**DATASET EXCERPTS**
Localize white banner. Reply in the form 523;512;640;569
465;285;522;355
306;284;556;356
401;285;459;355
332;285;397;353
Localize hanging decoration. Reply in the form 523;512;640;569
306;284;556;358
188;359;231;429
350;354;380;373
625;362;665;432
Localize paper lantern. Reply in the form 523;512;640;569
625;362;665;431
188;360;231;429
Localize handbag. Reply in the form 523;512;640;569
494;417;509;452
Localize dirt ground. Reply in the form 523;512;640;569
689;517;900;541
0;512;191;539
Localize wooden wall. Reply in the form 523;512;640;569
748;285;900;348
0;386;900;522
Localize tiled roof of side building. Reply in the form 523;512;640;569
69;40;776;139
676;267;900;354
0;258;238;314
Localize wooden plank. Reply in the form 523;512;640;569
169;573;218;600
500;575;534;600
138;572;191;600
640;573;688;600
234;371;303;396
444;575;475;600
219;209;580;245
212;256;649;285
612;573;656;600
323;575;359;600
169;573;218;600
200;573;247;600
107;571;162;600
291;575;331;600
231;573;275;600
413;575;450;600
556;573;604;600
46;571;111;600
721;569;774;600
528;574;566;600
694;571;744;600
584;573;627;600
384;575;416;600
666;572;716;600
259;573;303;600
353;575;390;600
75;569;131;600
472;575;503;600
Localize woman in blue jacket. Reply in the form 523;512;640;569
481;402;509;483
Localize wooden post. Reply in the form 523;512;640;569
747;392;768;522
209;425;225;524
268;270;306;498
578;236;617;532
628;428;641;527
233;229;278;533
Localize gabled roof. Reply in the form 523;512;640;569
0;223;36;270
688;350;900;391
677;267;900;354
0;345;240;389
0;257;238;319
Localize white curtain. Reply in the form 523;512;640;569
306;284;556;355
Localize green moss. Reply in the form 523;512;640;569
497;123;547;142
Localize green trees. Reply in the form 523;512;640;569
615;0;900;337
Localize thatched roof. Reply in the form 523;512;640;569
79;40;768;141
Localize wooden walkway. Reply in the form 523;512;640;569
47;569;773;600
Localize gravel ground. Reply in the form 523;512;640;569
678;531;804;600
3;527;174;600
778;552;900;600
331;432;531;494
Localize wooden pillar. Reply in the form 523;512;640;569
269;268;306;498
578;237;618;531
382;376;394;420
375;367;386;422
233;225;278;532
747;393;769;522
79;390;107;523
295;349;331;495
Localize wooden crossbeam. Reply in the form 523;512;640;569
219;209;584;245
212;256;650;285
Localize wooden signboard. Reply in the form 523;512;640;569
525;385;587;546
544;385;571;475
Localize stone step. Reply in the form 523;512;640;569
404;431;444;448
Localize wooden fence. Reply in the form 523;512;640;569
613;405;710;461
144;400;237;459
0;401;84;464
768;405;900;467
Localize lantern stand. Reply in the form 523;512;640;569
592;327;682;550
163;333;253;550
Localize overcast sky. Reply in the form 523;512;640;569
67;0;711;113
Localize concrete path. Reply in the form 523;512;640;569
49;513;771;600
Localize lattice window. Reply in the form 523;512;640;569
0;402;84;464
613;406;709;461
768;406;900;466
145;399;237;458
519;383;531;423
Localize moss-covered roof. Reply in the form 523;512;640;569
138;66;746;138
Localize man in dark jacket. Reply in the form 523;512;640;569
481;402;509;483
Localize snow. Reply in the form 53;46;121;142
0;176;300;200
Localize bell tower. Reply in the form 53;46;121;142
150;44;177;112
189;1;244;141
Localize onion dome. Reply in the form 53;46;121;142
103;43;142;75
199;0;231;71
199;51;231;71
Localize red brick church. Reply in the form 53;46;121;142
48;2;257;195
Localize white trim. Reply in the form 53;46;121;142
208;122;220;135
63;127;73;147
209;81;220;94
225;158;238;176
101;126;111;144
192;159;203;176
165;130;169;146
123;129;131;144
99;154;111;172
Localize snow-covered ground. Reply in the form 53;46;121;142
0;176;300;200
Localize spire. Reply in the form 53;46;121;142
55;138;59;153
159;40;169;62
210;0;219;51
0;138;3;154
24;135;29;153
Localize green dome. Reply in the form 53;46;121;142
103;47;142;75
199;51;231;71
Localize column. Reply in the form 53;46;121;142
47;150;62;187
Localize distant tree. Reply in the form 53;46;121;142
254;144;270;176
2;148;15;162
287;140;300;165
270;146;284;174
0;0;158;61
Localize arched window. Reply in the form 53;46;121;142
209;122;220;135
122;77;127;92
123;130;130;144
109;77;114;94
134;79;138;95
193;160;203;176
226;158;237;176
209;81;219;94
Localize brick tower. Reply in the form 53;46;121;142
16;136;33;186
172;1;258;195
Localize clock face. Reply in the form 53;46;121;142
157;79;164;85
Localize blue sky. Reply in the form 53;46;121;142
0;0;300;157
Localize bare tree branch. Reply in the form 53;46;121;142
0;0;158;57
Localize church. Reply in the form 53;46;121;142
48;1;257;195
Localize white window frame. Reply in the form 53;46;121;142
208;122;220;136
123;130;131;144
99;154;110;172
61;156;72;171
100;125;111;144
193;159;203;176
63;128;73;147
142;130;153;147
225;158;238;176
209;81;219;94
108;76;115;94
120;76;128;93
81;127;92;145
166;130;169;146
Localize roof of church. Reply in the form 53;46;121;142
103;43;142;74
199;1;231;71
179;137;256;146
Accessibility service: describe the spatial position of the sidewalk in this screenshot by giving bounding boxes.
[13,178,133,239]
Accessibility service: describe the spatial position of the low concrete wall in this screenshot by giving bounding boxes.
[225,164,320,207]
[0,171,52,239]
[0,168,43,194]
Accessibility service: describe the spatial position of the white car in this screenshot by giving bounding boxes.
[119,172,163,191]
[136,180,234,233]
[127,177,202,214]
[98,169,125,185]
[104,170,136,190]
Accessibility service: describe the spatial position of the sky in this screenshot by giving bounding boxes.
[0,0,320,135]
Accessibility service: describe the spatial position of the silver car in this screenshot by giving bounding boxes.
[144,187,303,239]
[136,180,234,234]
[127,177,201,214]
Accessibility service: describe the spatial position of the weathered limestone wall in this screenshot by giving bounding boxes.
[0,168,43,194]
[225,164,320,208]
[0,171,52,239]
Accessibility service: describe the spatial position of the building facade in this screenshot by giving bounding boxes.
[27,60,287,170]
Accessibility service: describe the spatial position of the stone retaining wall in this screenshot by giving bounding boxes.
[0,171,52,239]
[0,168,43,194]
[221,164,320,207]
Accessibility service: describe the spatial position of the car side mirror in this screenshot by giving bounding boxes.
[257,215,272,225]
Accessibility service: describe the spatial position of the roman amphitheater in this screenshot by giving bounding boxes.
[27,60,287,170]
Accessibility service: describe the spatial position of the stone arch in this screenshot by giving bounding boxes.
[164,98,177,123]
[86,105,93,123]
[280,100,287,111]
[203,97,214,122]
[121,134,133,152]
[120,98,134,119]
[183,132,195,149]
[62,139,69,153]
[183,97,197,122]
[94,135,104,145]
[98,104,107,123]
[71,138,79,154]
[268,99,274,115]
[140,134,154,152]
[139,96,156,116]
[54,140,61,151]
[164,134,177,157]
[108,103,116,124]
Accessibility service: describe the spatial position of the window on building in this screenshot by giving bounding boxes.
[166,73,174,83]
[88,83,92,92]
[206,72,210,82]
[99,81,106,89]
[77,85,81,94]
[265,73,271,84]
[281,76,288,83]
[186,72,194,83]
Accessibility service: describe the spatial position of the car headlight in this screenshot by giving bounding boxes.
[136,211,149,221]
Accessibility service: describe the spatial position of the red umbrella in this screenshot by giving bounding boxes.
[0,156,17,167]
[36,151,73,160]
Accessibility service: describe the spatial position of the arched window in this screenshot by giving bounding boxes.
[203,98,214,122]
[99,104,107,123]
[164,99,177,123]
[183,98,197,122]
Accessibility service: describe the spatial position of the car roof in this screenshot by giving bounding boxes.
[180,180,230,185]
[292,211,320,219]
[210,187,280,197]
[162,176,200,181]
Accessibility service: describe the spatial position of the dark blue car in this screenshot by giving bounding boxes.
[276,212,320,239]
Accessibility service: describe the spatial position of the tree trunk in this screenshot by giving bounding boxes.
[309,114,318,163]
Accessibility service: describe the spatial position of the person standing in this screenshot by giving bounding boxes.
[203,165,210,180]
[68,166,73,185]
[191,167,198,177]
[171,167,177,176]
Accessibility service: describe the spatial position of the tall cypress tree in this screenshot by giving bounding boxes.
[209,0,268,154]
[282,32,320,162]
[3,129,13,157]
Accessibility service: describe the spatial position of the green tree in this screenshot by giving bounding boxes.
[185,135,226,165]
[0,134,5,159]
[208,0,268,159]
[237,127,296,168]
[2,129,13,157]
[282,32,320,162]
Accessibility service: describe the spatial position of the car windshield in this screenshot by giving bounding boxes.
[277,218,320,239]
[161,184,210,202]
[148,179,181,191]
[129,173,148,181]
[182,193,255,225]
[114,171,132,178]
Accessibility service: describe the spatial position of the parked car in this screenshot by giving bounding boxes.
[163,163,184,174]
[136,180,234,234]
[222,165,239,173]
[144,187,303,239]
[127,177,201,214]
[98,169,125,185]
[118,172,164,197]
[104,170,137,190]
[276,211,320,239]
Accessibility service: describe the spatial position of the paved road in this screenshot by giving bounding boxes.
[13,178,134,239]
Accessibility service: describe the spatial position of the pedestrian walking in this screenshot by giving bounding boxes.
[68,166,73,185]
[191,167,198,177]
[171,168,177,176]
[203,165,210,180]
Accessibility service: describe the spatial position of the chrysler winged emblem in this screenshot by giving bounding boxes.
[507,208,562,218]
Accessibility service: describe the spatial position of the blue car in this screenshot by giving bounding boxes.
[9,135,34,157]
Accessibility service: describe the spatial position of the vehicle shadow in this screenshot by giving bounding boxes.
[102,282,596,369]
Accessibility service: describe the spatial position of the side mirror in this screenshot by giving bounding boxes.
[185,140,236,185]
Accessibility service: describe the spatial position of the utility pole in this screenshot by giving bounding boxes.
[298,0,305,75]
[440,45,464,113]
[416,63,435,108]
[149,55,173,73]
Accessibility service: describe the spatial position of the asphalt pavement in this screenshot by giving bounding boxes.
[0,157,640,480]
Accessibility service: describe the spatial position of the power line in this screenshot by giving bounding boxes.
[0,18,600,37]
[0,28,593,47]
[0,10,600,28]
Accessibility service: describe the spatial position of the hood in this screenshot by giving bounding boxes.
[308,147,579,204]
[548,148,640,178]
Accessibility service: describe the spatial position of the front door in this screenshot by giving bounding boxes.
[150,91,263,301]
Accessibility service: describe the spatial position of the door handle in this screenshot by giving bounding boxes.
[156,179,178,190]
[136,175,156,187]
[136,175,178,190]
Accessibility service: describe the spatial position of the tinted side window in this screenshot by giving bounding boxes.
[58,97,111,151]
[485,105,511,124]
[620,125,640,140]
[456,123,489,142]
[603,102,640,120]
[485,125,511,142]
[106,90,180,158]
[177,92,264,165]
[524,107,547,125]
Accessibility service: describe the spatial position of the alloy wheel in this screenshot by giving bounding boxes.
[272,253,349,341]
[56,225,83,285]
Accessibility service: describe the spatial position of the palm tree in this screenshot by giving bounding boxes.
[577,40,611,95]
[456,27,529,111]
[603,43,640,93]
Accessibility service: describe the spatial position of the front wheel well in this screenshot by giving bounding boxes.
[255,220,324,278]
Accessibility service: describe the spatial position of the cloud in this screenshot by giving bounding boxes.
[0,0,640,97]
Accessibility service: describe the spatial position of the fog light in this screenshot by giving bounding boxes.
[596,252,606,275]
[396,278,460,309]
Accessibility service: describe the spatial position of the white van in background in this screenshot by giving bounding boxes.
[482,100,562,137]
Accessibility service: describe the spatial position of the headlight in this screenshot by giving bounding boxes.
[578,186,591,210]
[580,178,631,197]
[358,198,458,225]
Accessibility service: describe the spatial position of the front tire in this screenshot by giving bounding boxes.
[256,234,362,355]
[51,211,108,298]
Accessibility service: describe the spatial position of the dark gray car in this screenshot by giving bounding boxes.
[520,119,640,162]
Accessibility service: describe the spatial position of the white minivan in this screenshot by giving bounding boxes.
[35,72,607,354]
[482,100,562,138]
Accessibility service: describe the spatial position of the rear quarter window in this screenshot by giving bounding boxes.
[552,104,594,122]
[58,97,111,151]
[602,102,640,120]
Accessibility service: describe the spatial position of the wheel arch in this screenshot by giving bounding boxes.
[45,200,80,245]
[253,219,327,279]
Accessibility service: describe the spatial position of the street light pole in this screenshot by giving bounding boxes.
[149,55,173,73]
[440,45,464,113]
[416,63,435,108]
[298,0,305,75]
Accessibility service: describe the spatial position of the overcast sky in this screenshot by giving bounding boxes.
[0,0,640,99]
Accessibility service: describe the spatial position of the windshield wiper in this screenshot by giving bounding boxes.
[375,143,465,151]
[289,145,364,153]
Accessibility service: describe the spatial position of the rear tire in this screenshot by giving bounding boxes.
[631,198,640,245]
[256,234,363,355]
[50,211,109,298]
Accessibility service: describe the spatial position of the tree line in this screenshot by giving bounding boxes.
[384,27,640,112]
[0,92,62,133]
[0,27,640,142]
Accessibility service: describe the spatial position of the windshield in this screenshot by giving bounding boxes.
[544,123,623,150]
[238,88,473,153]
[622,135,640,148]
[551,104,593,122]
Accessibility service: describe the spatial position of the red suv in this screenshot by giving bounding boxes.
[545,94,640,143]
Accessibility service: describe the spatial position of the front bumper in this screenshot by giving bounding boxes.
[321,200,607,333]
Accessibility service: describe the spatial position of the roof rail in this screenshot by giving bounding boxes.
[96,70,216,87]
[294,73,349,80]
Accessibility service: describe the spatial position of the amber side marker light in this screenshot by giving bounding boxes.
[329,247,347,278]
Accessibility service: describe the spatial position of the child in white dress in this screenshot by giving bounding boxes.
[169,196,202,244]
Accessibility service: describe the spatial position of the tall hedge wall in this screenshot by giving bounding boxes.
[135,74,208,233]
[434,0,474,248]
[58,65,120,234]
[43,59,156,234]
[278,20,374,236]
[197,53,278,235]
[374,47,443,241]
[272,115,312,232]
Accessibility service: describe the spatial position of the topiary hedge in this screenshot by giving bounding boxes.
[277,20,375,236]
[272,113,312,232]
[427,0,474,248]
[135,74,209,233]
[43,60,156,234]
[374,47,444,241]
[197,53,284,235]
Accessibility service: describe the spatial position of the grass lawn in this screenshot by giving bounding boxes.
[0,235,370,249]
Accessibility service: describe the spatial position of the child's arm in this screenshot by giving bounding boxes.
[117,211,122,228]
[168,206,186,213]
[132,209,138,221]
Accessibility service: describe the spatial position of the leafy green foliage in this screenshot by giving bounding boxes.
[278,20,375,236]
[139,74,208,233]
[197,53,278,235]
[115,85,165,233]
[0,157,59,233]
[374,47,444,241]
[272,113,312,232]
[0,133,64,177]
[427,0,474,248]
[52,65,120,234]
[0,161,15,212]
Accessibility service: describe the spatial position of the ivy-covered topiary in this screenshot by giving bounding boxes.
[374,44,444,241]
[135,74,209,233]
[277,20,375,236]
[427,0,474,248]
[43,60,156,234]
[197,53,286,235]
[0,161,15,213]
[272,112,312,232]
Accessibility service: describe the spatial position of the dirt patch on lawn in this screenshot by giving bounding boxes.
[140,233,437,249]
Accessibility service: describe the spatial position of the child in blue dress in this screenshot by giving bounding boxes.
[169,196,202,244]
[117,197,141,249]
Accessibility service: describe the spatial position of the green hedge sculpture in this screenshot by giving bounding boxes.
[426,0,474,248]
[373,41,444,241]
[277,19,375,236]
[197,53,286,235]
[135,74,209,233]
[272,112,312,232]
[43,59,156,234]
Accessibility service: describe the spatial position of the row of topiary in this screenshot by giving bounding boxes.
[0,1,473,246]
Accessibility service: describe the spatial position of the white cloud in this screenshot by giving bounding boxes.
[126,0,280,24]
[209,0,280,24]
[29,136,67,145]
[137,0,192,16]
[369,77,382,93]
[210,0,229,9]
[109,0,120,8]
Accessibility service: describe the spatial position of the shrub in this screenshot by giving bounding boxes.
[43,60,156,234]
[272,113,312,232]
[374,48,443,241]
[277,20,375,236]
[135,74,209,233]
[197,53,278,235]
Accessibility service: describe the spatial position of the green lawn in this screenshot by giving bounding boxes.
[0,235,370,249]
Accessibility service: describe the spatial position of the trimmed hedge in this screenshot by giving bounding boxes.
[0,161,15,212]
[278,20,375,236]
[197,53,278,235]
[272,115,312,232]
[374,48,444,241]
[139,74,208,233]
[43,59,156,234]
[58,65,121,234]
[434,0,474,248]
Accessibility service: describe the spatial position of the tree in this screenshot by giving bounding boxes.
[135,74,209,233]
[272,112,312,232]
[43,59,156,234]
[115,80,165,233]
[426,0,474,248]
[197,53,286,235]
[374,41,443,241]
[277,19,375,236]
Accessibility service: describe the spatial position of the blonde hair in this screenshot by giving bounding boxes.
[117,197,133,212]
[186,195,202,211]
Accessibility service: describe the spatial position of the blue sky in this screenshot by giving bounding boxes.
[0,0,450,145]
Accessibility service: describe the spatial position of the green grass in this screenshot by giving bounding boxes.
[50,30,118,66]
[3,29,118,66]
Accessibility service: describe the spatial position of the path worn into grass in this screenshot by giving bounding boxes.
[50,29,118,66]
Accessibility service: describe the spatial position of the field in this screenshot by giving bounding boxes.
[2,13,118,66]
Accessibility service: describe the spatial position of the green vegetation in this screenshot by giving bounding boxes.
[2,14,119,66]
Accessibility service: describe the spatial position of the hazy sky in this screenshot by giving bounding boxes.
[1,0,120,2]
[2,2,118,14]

**TASK INSTRUCTIONS**
Please reproduce the listing above without changes, from the line with "the dark blue" up to and including the line with "[309,114,318,163]".

**EXERCISE RESPONSE**
Accessibility service: describe the spatial position of the dark blue car in this screenshot by giving bounding boxes.
[276,212,320,239]
Accessibility service: describe the spatial position of the tree trunk in this screenshot by giving bounding boxes.
[309,114,318,163]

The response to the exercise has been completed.